→ Supplied records

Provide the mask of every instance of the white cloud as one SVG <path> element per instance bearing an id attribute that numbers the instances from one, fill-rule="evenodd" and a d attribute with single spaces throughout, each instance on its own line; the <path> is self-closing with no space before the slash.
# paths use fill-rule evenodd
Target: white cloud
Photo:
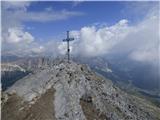
<path id="1" fill-rule="evenodd" d="M 83 13 L 76 11 L 55 11 L 47 8 L 44 11 L 28 11 L 32 4 L 29 1 L 3 1 L 2 2 L 2 52 L 29 55 L 31 53 L 45 53 L 53 55 L 58 52 L 58 43 L 53 46 L 42 46 L 38 40 L 27 30 L 30 26 L 24 26 L 24 22 L 50 22 L 65 20 L 73 16 L 81 16 Z M 47 49 L 52 48 L 52 50 Z M 58 52 L 59 53 L 59 52 Z M 55 54 L 55 53 L 54 53 Z"/>
<path id="2" fill-rule="evenodd" d="M 72 31 L 77 40 L 71 43 L 73 54 L 83 56 L 125 55 L 132 60 L 153 63 L 158 61 L 160 46 L 159 16 L 150 14 L 137 25 L 126 19 L 112 26 L 86 26 Z"/>
<path id="3" fill-rule="evenodd" d="M 24 32 L 20 28 L 9 28 L 5 40 L 5 42 L 8 43 L 25 42 L 28 44 L 34 41 L 34 37 L 30 33 Z"/>

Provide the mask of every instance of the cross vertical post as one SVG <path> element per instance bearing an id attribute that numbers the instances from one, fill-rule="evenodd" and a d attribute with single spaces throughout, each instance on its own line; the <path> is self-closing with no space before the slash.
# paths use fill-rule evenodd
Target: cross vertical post
<path id="1" fill-rule="evenodd" d="M 69 41 L 73 41 L 74 38 L 70 38 L 69 37 L 69 31 L 67 31 L 67 38 L 66 39 L 63 39 L 63 42 L 67 42 L 67 56 L 68 56 L 68 63 L 69 63 L 69 60 L 70 60 L 70 48 L 69 48 Z"/>

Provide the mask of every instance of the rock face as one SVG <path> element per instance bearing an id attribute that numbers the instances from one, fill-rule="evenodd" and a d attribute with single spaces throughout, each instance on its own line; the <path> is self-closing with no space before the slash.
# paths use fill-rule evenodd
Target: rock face
<path id="1" fill-rule="evenodd" d="M 160 120 L 160 108 L 86 65 L 41 65 L 2 95 L 3 120 Z"/>

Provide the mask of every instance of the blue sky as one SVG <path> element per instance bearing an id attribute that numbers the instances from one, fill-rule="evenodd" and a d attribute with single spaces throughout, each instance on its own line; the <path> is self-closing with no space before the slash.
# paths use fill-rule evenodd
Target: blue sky
<path id="1" fill-rule="evenodd" d="M 121 19 L 128 19 L 129 24 L 134 24 L 138 20 L 143 19 L 145 14 L 141 14 L 140 11 L 137 15 L 133 16 L 127 8 L 132 2 L 81 2 L 74 5 L 74 2 L 32 2 L 27 8 L 28 12 L 41 12 L 46 9 L 52 9 L 53 11 L 77 11 L 81 12 L 80 16 L 73 16 L 65 20 L 49 21 L 49 22 L 33 22 L 28 21 L 23 24 L 29 29 L 36 39 L 49 40 L 53 38 L 60 39 L 62 33 L 66 30 L 78 30 L 83 26 L 90 26 L 95 23 L 105 23 L 112 25 Z M 143 7 L 143 2 L 138 3 L 139 7 Z M 129 11 L 128 11 L 129 10 Z M 147 12 L 147 11 L 146 11 Z M 27 28 L 26 27 L 26 28 Z"/>
<path id="2" fill-rule="evenodd" d="M 2 54 L 65 54 L 70 30 L 72 54 L 158 60 L 158 1 L 3 1 L 1 10 Z"/>

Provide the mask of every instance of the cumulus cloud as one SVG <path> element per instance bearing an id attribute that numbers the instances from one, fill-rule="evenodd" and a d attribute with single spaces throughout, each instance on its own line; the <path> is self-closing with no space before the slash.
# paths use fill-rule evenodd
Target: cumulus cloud
<path id="1" fill-rule="evenodd" d="M 24 32 L 20 28 L 9 28 L 8 33 L 6 34 L 4 39 L 8 43 L 31 43 L 32 41 L 34 41 L 34 37 L 30 33 Z"/>
<path id="2" fill-rule="evenodd" d="M 122 19 L 112 26 L 85 26 L 71 32 L 72 54 L 88 57 L 124 55 L 126 58 L 153 63 L 158 61 L 159 16 L 150 14 L 136 25 Z"/>
<path id="3" fill-rule="evenodd" d="M 2 52 L 29 55 L 41 54 L 49 49 L 47 44 L 41 45 L 34 36 L 25 29 L 24 22 L 50 22 L 65 20 L 73 16 L 84 15 L 77 11 L 47 8 L 43 11 L 28 11 L 32 4 L 29 1 L 3 1 L 2 2 Z M 57 45 L 57 44 L 55 44 Z M 53 49 L 53 48 L 52 48 Z M 58 45 L 55 46 L 55 51 Z M 22 53 L 23 52 L 23 53 Z"/>

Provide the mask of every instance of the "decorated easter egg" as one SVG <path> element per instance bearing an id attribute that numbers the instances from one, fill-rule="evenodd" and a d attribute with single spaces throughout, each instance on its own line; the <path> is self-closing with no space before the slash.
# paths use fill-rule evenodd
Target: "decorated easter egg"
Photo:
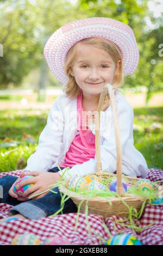
<path id="1" fill-rule="evenodd" d="M 14 187 L 14 192 L 16 194 L 18 194 L 18 196 L 20 197 L 24 197 L 24 192 L 31 186 L 33 186 L 34 184 L 33 183 L 31 184 L 28 184 L 21 187 L 21 188 L 18 188 L 17 185 L 23 180 L 26 180 L 27 179 L 29 179 L 30 178 L 33 178 L 33 176 L 32 175 L 24 176 L 24 177 L 18 179 L 17 181 L 16 182 L 15 186 Z"/>
<path id="2" fill-rule="evenodd" d="M 126 184 L 126 186 L 127 186 L 127 191 L 129 191 L 130 190 L 131 190 L 131 188 L 132 187 L 132 186 L 131 185 L 131 184 L 129 184 L 129 183 L 127 183 Z"/>
<path id="3" fill-rule="evenodd" d="M 125 180 L 122 180 L 122 186 L 123 186 L 123 187 L 124 191 L 127 191 L 127 187 L 126 182 L 125 181 Z M 114 179 L 112 179 L 112 180 L 110 182 L 110 190 L 111 190 L 111 191 L 114 191 L 114 192 L 117 192 L 117 178 L 114 178 Z"/>
<path id="4" fill-rule="evenodd" d="M 138 191 L 152 191 L 154 188 L 152 182 L 147 179 L 141 179 L 136 184 Z"/>
<path id="5" fill-rule="evenodd" d="M 70 242 L 62 237 L 49 237 L 46 239 L 43 245 L 69 245 Z"/>
<path id="6" fill-rule="evenodd" d="M 18 235 L 11 241 L 11 245 L 41 245 L 41 241 L 33 234 Z"/>
<path id="7" fill-rule="evenodd" d="M 113 236 L 106 241 L 105 245 L 143 245 L 137 238 L 132 235 L 122 234 Z"/>
<path id="8" fill-rule="evenodd" d="M 163 204 L 163 198 L 157 198 L 154 201 L 151 202 L 152 204 Z"/>
<path id="9" fill-rule="evenodd" d="M 100 179 L 95 175 L 89 174 L 85 176 L 71 177 L 67 183 L 69 189 L 73 191 L 86 190 L 104 190 L 105 186 L 101 183 Z"/>

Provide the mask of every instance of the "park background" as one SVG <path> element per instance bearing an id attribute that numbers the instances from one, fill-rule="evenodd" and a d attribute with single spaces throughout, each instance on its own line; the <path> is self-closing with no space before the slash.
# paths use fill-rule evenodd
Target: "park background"
<path id="1" fill-rule="evenodd" d="M 134 108 L 136 148 L 163 168 L 163 4 L 156 0 L 0 0 L 0 172 L 23 168 L 62 89 L 43 54 L 51 35 L 77 19 L 129 25 L 140 51 L 122 91 Z"/>

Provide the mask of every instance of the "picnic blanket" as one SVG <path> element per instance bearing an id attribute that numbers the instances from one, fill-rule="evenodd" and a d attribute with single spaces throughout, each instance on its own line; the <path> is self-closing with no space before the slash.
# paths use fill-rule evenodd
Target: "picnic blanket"
<path id="1" fill-rule="evenodd" d="M 0 178 L 7 175 L 18 176 L 21 170 L 0 173 Z M 151 181 L 163 180 L 163 170 L 149 169 L 147 176 Z M 7 204 L 0 204 L 0 218 L 8 217 L 8 211 L 12 207 Z M 88 222 L 84 214 L 80 214 L 78 227 L 75 230 L 77 213 L 67 214 L 40 220 L 17 220 L 0 224 L 0 245 L 10 245 L 17 235 L 32 233 L 43 242 L 47 238 L 61 237 L 74 245 L 99 245 L 110 238 L 108 230 L 114 236 L 120 233 L 133 234 L 145 245 L 163 245 L 163 205 L 147 204 L 140 219 L 135 220 L 136 225 L 142 228 L 135 231 L 128 227 L 124 227 L 116 221 L 123 218 L 112 216 L 104 218 L 101 215 L 89 214 Z M 127 224 L 127 222 L 126 222 Z M 150 225 L 151 224 L 151 225 Z M 148 227 L 147 227 L 147 226 Z"/>

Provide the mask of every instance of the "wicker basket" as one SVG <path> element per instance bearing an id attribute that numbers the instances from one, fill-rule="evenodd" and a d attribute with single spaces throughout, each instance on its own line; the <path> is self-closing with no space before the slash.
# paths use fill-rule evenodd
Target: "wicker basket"
<path id="1" fill-rule="evenodd" d="M 103 172 L 102 170 L 102 164 L 101 162 L 101 154 L 100 154 L 100 136 L 99 136 L 99 124 L 100 124 L 100 111 L 103 106 L 103 103 L 105 94 L 109 92 L 110 103 L 113 112 L 114 123 L 115 126 L 116 148 L 117 148 L 117 174 Z M 103 89 L 99 100 L 99 104 L 97 108 L 97 114 L 96 119 L 96 131 L 95 131 L 95 145 L 96 145 L 96 156 L 97 159 L 96 172 L 93 173 L 98 177 L 101 177 L 103 179 L 108 179 L 115 176 L 117 178 L 117 191 L 119 196 L 124 201 L 124 203 L 122 200 L 118 197 L 110 197 L 108 198 L 103 198 L 101 197 L 96 197 L 93 198 L 89 198 L 89 199 L 84 195 L 76 193 L 66 187 L 61 186 L 59 190 L 62 193 L 70 196 L 73 200 L 74 203 L 78 206 L 81 201 L 83 201 L 80 208 L 80 212 L 84 212 L 85 210 L 86 204 L 87 204 L 89 208 L 89 213 L 93 214 L 98 214 L 103 216 L 104 217 L 108 217 L 112 215 L 118 216 L 120 217 L 127 217 L 129 214 L 128 206 L 133 206 L 137 211 L 139 211 L 141 209 L 142 203 L 147 198 L 136 194 L 124 193 L 123 188 L 122 184 L 122 153 L 120 139 L 120 132 L 117 123 L 117 117 L 116 114 L 116 101 L 114 90 L 110 84 L 105 85 Z M 132 185 L 134 185 L 140 179 L 133 177 L 126 176 L 128 183 Z M 109 182 L 108 182 L 108 187 Z M 110 203 L 109 203 L 109 199 Z"/>

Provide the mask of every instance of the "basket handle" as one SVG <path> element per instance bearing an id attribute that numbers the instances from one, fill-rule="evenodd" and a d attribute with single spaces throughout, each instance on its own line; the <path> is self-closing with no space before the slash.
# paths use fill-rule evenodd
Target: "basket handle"
<path id="1" fill-rule="evenodd" d="M 100 153 L 100 131 L 99 131 L 99 124 L 100 124 L 100 112 L 102 108 L 105 96 L 108 90 L 111 106 L 113 112 L 113 120 L 115 131 L 116 149 L 117 149 L 117 191 L 118 194 L 122 196 L 123 195 L 123 188 L 122 184 L 122 152 L 120 142 L 120 131 L 118 128 L 117 115 L 116 112 L 116 99 L 115 96 L 115 90 L 112 86 L 110 84 L 105 84 L 104 88 L 101 93 L 99 103 L 98 104 L 97 109 L 97 116 L 96 119 L 96 128 L 95 128 L 95 147 L 96 147 L 96 172 L 100 173 L 102 172 L 102 163 L 101 161 L 101 153 Z"/>

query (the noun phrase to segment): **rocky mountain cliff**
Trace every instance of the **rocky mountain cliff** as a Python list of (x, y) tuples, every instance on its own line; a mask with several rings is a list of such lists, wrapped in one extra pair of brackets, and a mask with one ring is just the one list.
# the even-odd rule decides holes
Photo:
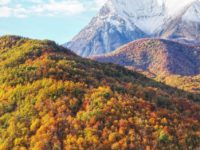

→ Request
Take the lines starting with the line with "query (the noun" and going on through the line with "Trace every instance", and write them out again, changing "cliff" to "ledge" and leaving the rest untouched.

→ Reply
query (the noun phrase to segment): **rocky mountain ledge**
Trace every instance of the **rocky mountain ledge** as a Python list of (x, y) tuples, every instance on its own line; a mask with several rings is a list of such lists, wrapped in one extra pair of brackets, and a mask with one ring is just the one list.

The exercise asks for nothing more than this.